Copy each line from the entries below that contains the word "please".
━━━━
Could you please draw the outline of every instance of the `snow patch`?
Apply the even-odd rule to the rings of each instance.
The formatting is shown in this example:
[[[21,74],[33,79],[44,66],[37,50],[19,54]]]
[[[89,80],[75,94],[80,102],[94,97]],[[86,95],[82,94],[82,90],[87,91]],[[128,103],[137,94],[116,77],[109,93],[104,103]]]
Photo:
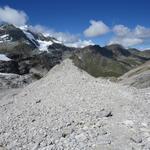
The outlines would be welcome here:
━━━━
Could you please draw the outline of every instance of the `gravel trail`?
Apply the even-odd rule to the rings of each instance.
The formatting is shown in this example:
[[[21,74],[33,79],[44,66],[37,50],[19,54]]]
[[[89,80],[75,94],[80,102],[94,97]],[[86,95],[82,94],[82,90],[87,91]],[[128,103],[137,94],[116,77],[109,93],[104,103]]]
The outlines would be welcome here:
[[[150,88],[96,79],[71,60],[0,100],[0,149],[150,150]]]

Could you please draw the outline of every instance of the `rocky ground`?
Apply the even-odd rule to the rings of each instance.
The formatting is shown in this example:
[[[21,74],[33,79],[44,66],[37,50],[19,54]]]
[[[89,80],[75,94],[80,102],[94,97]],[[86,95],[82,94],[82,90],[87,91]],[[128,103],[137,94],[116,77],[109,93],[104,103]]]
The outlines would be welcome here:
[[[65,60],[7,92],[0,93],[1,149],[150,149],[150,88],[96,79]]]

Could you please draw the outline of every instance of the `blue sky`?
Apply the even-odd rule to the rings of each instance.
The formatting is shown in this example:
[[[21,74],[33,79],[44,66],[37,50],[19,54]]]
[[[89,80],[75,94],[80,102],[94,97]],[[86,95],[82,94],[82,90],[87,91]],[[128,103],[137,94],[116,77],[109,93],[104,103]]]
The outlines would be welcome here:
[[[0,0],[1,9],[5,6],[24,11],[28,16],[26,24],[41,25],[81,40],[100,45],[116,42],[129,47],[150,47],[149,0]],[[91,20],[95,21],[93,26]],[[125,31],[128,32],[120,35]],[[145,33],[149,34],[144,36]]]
━━━━
> _Response to this task_:
Could you please draw the outline of every instance of the `snow patch`?
Could you please draw the outline of every instance of the `gravel trail`?
Could you please draw the outline of every instance of the `rocky ground`?
Could you please draw the outline of every instance of the `blue sky`?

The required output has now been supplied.